Rows from a dataset
[start]
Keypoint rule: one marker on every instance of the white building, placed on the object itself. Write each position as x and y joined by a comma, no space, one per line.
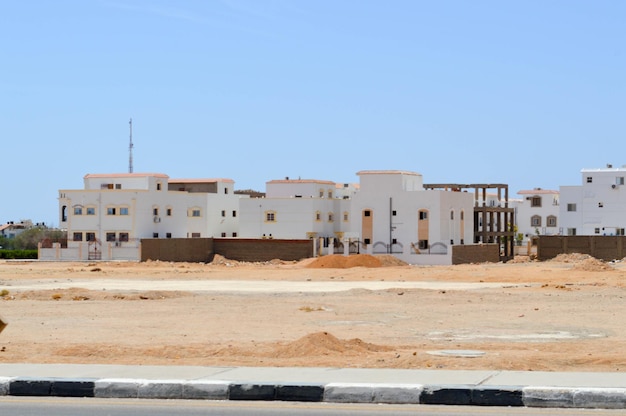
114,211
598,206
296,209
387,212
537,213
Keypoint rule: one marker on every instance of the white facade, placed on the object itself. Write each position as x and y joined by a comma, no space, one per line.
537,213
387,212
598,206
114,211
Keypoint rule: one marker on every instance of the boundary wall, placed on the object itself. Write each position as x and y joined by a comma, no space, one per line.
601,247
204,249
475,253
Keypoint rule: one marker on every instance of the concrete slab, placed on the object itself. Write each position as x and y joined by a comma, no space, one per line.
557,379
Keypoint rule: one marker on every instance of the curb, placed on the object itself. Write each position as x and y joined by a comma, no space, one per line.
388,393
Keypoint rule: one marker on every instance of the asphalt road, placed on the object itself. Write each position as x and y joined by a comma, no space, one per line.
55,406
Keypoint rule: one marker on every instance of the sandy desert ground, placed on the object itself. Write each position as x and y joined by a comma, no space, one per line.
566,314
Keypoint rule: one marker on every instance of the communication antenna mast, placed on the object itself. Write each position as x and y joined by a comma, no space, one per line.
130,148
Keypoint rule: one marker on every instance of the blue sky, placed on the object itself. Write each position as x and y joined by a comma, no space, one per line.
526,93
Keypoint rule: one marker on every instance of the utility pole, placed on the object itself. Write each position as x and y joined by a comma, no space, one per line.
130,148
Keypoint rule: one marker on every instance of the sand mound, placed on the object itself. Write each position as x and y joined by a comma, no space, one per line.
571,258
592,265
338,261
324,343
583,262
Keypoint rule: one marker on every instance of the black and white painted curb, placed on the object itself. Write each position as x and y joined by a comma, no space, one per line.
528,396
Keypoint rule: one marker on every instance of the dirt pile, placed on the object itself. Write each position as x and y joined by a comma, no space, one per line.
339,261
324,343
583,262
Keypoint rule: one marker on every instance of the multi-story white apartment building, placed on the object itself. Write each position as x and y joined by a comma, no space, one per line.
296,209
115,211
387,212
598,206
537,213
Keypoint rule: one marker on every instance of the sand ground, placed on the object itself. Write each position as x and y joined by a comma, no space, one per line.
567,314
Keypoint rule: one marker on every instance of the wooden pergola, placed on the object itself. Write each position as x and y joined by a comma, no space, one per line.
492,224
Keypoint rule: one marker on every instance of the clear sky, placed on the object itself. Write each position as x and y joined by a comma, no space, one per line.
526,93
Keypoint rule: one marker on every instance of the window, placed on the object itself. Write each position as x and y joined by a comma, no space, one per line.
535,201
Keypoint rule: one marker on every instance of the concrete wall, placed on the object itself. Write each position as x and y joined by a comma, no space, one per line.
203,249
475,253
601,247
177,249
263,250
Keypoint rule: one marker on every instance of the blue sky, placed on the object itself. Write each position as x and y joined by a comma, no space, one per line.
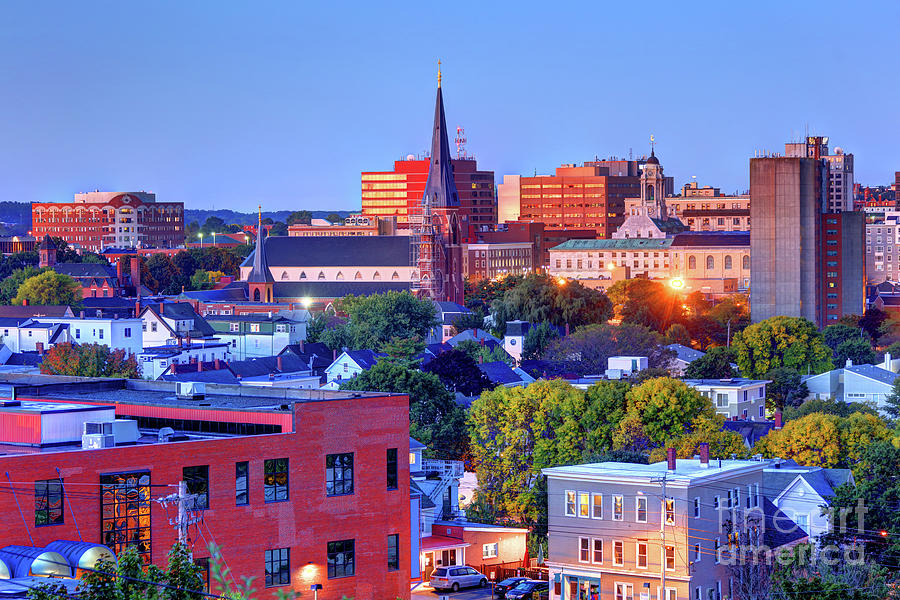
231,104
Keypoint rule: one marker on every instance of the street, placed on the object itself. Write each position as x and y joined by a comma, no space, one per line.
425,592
[end]
[start]
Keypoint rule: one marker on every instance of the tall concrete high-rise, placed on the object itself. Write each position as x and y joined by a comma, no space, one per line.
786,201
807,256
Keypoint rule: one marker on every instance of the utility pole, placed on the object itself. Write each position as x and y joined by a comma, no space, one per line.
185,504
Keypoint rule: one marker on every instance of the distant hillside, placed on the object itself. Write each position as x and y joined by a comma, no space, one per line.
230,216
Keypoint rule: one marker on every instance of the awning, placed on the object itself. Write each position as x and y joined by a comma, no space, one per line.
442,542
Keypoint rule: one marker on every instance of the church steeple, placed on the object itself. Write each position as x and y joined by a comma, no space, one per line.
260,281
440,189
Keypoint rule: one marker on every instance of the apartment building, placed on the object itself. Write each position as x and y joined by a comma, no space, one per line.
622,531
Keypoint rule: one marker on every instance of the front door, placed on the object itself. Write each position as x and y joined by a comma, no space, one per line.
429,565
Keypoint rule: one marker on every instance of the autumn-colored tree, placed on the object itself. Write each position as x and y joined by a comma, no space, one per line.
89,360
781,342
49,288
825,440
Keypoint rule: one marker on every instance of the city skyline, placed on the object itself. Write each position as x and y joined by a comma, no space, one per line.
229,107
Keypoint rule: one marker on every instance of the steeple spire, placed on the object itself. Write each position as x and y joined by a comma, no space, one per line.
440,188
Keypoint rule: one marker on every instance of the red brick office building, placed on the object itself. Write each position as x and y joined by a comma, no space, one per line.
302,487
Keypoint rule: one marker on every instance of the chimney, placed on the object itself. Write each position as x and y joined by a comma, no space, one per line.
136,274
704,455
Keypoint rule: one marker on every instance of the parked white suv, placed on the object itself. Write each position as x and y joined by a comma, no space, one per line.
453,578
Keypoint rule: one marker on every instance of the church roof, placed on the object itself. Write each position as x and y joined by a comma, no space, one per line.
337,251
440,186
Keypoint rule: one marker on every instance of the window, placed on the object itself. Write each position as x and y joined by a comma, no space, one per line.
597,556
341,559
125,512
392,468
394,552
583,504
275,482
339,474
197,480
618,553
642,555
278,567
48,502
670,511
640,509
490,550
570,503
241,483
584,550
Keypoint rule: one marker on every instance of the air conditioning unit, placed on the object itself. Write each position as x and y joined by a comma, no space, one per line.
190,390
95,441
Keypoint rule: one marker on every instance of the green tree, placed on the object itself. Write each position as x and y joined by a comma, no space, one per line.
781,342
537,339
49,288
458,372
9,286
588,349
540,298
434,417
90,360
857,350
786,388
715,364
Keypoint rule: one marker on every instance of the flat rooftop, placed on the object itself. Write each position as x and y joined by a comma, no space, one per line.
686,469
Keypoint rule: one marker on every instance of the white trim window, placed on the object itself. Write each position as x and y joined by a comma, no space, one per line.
[end]
[start]
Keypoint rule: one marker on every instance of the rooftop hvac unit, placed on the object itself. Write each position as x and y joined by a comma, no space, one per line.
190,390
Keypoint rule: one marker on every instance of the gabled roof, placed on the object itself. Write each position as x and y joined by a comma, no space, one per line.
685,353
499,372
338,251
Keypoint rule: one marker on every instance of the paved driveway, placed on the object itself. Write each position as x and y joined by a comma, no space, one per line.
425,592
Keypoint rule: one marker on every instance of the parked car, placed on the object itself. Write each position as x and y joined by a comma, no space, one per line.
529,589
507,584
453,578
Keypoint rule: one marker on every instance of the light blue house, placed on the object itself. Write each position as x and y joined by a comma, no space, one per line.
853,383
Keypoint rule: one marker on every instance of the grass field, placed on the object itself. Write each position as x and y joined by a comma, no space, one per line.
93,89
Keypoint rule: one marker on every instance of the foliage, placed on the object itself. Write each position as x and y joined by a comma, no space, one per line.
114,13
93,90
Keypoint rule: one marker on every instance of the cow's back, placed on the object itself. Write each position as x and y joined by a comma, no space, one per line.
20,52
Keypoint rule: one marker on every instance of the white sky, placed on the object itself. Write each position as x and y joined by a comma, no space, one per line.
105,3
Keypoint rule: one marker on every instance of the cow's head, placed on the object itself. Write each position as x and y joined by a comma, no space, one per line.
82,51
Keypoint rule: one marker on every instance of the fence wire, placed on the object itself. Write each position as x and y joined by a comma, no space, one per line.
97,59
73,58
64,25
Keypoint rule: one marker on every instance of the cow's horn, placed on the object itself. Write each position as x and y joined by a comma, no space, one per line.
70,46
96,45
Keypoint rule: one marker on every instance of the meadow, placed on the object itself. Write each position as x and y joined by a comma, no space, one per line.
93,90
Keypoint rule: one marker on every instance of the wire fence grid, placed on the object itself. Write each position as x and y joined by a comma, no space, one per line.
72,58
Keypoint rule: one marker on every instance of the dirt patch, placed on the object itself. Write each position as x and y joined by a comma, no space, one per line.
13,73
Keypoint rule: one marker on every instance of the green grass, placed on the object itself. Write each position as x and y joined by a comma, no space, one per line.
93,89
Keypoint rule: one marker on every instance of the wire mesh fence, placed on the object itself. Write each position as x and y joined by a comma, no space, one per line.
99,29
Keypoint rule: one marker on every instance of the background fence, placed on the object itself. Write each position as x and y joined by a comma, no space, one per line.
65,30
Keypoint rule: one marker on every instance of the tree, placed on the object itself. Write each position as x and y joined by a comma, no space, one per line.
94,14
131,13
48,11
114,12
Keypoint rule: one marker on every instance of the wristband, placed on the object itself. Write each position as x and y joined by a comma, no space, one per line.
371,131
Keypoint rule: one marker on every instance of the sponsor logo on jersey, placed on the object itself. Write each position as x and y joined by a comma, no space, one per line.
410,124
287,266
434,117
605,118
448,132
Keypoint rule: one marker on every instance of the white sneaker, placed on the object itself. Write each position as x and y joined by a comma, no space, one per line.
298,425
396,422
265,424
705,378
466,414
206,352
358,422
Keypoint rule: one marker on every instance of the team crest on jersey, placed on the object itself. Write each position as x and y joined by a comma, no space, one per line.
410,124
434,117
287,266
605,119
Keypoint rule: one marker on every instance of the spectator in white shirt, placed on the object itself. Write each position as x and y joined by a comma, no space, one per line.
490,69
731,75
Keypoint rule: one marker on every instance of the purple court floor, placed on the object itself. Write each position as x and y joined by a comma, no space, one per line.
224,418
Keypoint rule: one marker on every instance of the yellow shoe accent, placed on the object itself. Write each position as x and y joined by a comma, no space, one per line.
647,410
[end]
Gather every line of the material above that contains the word "building". Letter case counts.

Keypoint rule: one marker on every instance of the white building, placed on the object itself. Write each position as x and y joined by a comma, no space, one per line.
Keypoint rule: one marker on every instance of the multi-story white apartment building, placed on the object itself. Write each position as x and y joined by a comma, no space, one per line.
Keypoint rule: one marker on every instance of the apartment building, placed on the object itself. Write each position as x and y joined by a comma, no space, one per line.
Keypoint rule: one marker on every instance of the red brick office building, placed on the object itself. Write each position as x and y joined by a comma, no space, one per line.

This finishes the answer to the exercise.